▸ Exercise: Go to the line containing "# point at: turbine" in the records below. Repeat it and the lines after it exactly, all the way to the end.

--------

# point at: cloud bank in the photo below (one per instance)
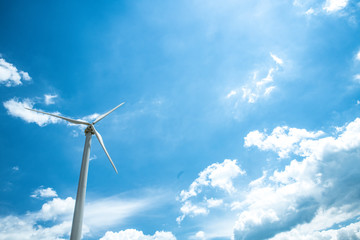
(315, 195)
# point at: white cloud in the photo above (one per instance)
(231, 93)
(53, 220)
(357, 78)
(44, 193)
(357, 57)
(309, 196)
(215, 176)
(334, 5)
(16, 108)
(310, 11)
(192, 210)
(10, 76)
(200, 235)
(49, 99)
(214, 202)
(282, 140)
(260, 88)
(277, 59)
(133, 234)
(269, 90)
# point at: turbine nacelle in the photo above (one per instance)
(91, 128)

--------

▸ Answer box:
# point at: turbine nacelle in the photo above (one per instance)
(91, 128)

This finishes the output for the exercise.